Each record below should be repeated precisely as written.

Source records
▼

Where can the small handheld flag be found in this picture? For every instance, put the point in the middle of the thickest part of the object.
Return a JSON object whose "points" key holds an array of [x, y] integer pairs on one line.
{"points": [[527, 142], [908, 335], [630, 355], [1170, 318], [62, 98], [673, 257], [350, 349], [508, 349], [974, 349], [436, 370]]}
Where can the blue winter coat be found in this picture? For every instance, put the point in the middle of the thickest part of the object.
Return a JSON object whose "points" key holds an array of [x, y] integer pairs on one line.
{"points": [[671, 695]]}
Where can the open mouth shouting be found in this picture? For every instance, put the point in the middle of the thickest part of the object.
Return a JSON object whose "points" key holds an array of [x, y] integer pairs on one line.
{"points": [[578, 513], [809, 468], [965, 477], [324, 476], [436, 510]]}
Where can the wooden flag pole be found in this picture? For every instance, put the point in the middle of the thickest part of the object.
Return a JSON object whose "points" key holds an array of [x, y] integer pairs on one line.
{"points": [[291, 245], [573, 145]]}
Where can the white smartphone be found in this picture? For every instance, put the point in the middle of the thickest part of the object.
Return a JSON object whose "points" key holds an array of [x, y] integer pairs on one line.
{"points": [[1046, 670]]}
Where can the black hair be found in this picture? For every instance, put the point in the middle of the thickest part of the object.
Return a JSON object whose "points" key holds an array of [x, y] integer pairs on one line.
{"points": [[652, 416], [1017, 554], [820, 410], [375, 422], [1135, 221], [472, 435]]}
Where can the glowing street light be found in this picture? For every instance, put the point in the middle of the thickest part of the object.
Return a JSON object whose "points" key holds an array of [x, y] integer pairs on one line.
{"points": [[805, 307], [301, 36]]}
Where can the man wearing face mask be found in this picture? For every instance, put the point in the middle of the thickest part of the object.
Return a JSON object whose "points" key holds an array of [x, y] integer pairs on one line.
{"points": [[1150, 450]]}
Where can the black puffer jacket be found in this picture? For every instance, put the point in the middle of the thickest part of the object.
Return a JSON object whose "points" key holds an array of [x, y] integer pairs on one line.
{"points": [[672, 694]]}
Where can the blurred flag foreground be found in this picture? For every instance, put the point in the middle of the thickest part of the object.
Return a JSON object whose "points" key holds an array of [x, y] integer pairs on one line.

▲

→ **RESULT OF THIS EXERCISE**:
Where can the small handheld flag be found in this picture? For every instance, put the point in the middle of the thickest part of the object.
Return a JSON object whose "points" key holds an array of [x, y] integer pairs on one line.
{"points": [[527, 142], [908, 335], [630, 355], [1170, 318], [62, 98], [673, 257], [350, 349], [508, 349], [974, 349], [436, 370]]}
Where can the blue winter coat be found in this picture? For every instance, put the point in the middle of the thickest part of the object.
Return a JSON object whose "points" key holds an array of [x, y] integer pairs on one line.
{"points": [[671, 695]]}
Where can the open mouth shouting be found in this picture? For every instance, put the point in the middle of the thickest part of the object.
Return a JSON object whose "points" key holds an array of [x, y] integer pairs on one line.
{"points": [[578, 513], [809, 468], [965, 477], [324, 476], [436, 510]]}
Where can the wooden flag pole be found in this picture? For every instance, put the point in the middle of the thickest part of the object.
Return a JSON object whose "points" key holds an array of [x, y] integer pairs on one line.
{"points": [[291, 245], [573, 145]]}
Where can the white smartphone be found in this picture? For every instance, put the point in the middle of the thickest part of the object.
Return a JSON object whose "points" key holds an array of [x, y] integer pairs on one line.
{"points": [[1046, 670]]}
Where can the black hair be found in this picture? For every instance, put the point in the middle of the thickest part of the object.
Return a JSON object whose "points" key holds an array of [x, y] integer pairs on one line.
{"points": [[652, 416], [1017, 554], [820, 410], [375, 422], [1135, 221], [472, 435]]}
Where can the glowing street light be found in this picture? For every instance, put the point in the middle of the thickest part of the object.
Return a JSON object whose "points" key holds an array of [x, y] integer pairs on one line.
{"points": [[805, 307], [301, 36]]}
Where can the man wearing face mask be found in this picture? For every instance, put the point in the middle of the thickest part of the object.
Return a JSON object whose "points" key holds an array of [x, y] integer pairs on one line.
{"points": [[1150, 450]]}
Where can the black puffer jacket be found in this picture? For every instance, put the point in the middle of the thickest part of the object.
Return a JSON object whose "points" key holds an array of [x, y] integer pairs on one line.
{"points": [[672, 694]]}
Where can the blurred flag foreground be found in this picture? For every instance, put the point in the middle of the thickest part of the object.
Return a JSON object whose "points" key holds an array of [x, y] integer pairs on one line.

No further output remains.